#### [Consigne A]
Recopiez, dans le texte sur l'AC Arlésien, le passage qui s'ouvre sur les mots contenant « L’année suivante, ils » et se clôt sur « rugir de nouveau. ».

Suite à ces années fastes, l’ACA retombe dans ses travers et les divisions inférieures navigant de la cinquième à la troisième division C’est après cinq saisons passées dans l’ancienne CFA2 que les Lions entament leur marche vers ce qui reste aujourd’hui une des plus belles histoires du football amateur français. Sous l’égide de Michel Estevan, ils montent en CFA, avec une belle deuxième place lors de la saison 2005-2006 de CFA2.
L’année suivante, ils atomisent la concurrence en finissant premier du championnat de CFA avec 96 points. Les Lions rejoignent logiquement le championnat de National : dernière marche avant de retrouver le niveau des années 1970. Lors de la saison 2007-2008, l’AC Arlésien fait mieux que jouer le maintien puisqu’il accroche une belle huitième place. La saison suivante, le club des Bouches du Rhône arrache la troisième place et monte alors en Ligue 2. 30 ans après, l’ACA retrouve l’antichambre du football français et par la même occasion gagne le statut de professionnel. Les Lions peuvent rugir de nouveau.

#### [Consigne B]
Combien de lignes des enregistrements contiennent la chaîne « dodge », en tenant compte de la casse ? Donnez uniquement ce nombre.

Enregistrements issus d'un jeu de données

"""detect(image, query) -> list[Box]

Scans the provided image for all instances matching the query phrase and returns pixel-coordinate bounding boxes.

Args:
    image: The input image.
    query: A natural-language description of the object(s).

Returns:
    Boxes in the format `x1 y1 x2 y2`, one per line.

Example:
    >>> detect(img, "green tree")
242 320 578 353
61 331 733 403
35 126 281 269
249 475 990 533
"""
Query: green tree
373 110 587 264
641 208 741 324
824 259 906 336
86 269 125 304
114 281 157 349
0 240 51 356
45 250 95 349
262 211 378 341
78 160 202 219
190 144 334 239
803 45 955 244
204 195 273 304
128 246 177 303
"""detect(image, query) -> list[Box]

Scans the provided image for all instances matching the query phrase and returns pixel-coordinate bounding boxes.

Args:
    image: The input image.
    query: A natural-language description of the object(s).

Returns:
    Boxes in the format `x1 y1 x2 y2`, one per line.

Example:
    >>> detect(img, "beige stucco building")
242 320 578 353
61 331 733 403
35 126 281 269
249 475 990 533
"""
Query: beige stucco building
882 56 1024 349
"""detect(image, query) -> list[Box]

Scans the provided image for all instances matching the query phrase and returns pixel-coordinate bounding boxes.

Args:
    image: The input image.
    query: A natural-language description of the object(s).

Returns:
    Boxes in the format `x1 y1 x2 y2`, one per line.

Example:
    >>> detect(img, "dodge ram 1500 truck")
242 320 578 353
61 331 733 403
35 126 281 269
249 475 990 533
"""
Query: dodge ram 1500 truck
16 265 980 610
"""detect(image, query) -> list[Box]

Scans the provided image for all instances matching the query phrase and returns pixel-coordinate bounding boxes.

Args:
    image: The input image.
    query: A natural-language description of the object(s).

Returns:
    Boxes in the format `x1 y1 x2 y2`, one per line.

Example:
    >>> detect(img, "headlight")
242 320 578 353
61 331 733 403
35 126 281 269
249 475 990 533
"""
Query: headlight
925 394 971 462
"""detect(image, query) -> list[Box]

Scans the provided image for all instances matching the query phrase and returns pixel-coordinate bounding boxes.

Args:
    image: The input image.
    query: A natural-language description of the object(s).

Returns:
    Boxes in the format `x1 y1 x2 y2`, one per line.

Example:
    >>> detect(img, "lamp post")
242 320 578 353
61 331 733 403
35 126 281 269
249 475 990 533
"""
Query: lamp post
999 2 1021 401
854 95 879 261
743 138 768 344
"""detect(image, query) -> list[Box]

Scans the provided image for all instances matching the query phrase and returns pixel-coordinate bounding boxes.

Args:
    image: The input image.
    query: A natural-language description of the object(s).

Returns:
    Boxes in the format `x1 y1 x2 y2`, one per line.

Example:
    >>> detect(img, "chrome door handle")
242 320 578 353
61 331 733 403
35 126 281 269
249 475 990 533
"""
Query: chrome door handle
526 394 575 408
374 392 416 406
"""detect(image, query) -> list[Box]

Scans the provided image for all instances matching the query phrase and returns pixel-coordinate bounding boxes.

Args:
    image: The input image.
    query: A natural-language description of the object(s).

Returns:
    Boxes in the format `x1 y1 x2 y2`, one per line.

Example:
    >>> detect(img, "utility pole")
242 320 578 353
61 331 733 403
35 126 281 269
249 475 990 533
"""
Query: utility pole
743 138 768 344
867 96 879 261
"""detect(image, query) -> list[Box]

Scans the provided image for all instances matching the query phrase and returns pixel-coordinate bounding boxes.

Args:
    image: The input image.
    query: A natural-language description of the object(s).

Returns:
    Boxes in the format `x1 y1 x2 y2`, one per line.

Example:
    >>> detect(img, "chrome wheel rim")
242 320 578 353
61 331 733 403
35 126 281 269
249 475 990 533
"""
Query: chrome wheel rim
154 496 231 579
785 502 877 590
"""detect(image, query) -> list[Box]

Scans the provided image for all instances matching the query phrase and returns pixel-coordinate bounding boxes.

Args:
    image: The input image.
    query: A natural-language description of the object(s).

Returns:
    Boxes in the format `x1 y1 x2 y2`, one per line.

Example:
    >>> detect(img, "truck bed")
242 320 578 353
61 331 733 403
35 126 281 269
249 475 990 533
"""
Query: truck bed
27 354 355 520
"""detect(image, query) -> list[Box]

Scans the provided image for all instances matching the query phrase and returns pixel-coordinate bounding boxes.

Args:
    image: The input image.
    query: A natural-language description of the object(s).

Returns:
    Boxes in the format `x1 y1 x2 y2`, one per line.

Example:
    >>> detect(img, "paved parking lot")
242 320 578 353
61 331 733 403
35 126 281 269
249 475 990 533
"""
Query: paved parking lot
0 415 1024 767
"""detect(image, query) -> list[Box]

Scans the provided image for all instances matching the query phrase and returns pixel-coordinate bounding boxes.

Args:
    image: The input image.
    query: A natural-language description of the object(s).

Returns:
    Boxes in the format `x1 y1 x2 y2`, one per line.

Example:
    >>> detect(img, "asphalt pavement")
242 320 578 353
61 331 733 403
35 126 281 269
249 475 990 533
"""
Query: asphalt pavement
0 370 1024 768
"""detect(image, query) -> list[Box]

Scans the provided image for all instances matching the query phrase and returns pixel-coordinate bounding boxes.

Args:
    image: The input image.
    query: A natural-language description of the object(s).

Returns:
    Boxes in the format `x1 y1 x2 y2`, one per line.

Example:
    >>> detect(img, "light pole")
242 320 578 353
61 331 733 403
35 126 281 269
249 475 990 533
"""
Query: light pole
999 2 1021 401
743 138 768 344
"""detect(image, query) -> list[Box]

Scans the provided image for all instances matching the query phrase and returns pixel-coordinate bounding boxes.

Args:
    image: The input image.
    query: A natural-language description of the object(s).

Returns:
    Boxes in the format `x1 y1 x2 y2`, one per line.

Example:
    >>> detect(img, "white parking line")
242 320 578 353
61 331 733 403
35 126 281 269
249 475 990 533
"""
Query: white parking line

#### [Réponse finale A]
L’année suivante, ils atomisent la concurrence en finissant premier du championnat de CFA avec 96 points. Les Lions rejoignent logiquement le championnat de National : dernière marche avant de retrouver le niveau des années 1970. Lors de la saison 2007-2008, l’AC Arlésien fait mieux que jouer le maintien puisqu’il accroche une belle huitième place. La saison suivante, le club des Bouches du Rhône arrache la troisième place et monte alors en Ligue 2. 30 ans après, l’ACA retrouve l’antichambre du football français et par la même occasion gagne le statut de professionnel. Les Lions peuvent rugir de nouveau.

#### [Réponse finale B]
2